(指点与标注条目)
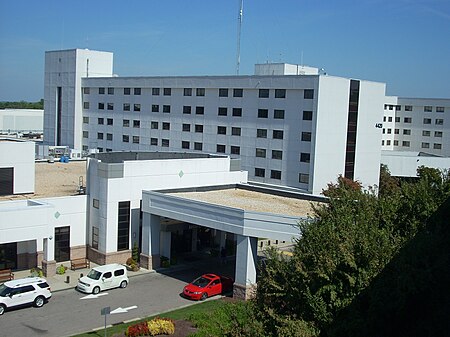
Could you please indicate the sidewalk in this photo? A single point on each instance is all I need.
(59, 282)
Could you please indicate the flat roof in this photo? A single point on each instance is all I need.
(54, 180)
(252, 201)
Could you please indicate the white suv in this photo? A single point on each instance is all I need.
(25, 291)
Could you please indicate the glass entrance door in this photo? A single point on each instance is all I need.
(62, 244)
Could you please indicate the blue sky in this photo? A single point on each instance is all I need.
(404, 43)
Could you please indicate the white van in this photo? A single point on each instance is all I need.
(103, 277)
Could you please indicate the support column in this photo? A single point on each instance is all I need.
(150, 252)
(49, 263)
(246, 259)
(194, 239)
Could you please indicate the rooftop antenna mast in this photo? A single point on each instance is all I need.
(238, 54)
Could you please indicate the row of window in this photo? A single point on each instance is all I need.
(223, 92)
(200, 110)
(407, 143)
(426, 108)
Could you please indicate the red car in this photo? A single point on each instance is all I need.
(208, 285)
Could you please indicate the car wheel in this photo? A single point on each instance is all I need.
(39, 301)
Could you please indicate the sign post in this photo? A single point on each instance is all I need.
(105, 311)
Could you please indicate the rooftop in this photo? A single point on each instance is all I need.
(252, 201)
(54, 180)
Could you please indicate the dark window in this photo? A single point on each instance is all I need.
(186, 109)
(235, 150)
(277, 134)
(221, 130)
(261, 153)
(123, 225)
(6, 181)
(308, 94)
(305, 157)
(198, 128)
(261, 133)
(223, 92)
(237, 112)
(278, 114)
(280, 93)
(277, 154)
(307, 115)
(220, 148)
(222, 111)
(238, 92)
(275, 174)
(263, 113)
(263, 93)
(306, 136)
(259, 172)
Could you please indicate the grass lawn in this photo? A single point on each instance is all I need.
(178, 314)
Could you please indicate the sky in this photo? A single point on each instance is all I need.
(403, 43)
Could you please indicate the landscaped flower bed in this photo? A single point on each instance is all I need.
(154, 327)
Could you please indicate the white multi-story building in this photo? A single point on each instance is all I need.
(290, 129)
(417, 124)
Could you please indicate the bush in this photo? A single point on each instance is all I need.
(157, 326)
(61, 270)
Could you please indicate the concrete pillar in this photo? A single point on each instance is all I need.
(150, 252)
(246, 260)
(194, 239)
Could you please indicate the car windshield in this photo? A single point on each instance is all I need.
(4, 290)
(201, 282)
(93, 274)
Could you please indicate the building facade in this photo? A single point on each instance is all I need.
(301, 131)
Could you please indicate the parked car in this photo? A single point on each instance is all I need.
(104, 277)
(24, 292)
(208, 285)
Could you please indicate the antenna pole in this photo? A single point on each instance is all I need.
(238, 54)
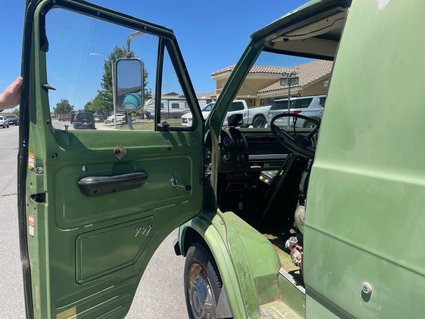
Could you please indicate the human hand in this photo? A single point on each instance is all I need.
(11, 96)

§ **执行任务**
能否把上面所有条目改写成编号列表，略去空行，答案中也不要包含图片？

§ **正确答案**
1. Could you please indicate the sidewalk in this photo? A single point on each instance is all I need.
2. (59, 282)
3. Could you please indicate the flat roof in this photo? A single point on each instance is all I need.
4. (54, 180)
5. (252, 201)
6. Could you please indicate the white suv in this photo? A single point on each instance is all I need.
7. (25, 291)
8. Could you please indicate the glass entrance door in this photo? A single point on each instance is all I need.
9. (62, 244)
10. Could you please indicate the blue sky in this photo? A single point on each instance is all I need.
11. (404, 43)
12. Could you please indicate the white van in this photo? A single point on each instance is all I need.
13. (103, 277)
14. Could you please indicate the support column in this photo? A single point on each instance is all I need.
15. (150, 252)
16. (49, 263)
17. (246, 259)
18. (194, 239)
19. Could you please indicate the rooftop antenna mast in this photo? A single point on each instance is all I need.
20. (238, 54)
21. Could you please indicate the row of window in this photo? A single point on each instance is all I need.
22. (223, 92)
23. (200, 110)
24. (407, 143)
25. (426, 108)
26. Could you please indicate the red car in this photo? A single point on each instance is all I need.
27. (208, 285)
28. Could you please indicate the car wheel in this photo? A single point on each instance is all I need.
29. (39, 301)
30. Could you please indicate the sign post in this photo? A single point on each instance is all I need.
31. (105, 311)
32. Could you please indicate the rooftop in this photo? A single point on each instance is all I need.
33. (252, 201)
34. (54, 180)
35. Could you please indicate the dark window in this photo? A single point on each instance is all I need.
36. (186, 109)
37. (235, 150)
38. (277, 134)
39. (221, 130)
40. (261, 153)
41. (123, 225)
42. (6, 181)
43. (308, 94)
44. (305, 157)
45. (198, 128)
46. (261, 133)
47. (223, 92)
48. (237, 112)
49. (278, 114)
50. (280, 93)
51. (277, 154)
52. (307, 115)
53. (220, 148)
54. (222, 111)
55. (238, 92)
56. (275, 174)
57. (263, 113)
58. (263, 93)
59. (306, 136)
60. (259, 172)
61. Could you please indicate the grass lawn in this photo? A single point on each instance is all I need.
62. (178, 314)
63. Could you please indicate the sky in this photo? A single point on each instance is all I need.
64. (403, 43)
65. Could you please indicate the landscaped flower bed in this photo? A single point on each instance is all I need.
66. (154, 327)
67. Could you please indicate the white multi-story building in this photo? A single point on each instance is all I need.
68. (290, 129)
69. (417, 124)
70. Could you please indicate the bush in this photo? A single point on each instance is all I need.
71. (157, 326)
72. (61, 270)
73. Could you please indicate the concrete pillar in this photo? A single point on each instance is all I need.
74. (150, 252)
75. (246, 260)
76. (194, 239)
77. Could you please indicate the car windshield in this photo? A single point on each instance is all I need.
78. (4, 290)
79. (201, 282)
80. (93, 274)
81. Could you please indicate the building facade in this photo? A single point on each instance is all I need.
82. (301, 131)
83. Could you please indicate the parked car in this photo? A single point on each instance is all I need.
84. (104, 277)
85. (24, 292)
86. (208, 285)
87. Could you please indicate the antenna pole in this photo? A single point on each instance is all I need.
88. (238, 54)
89. Could you please indicate the human hand in this photo? A single point on each instance is all I need.
90. (11, 96)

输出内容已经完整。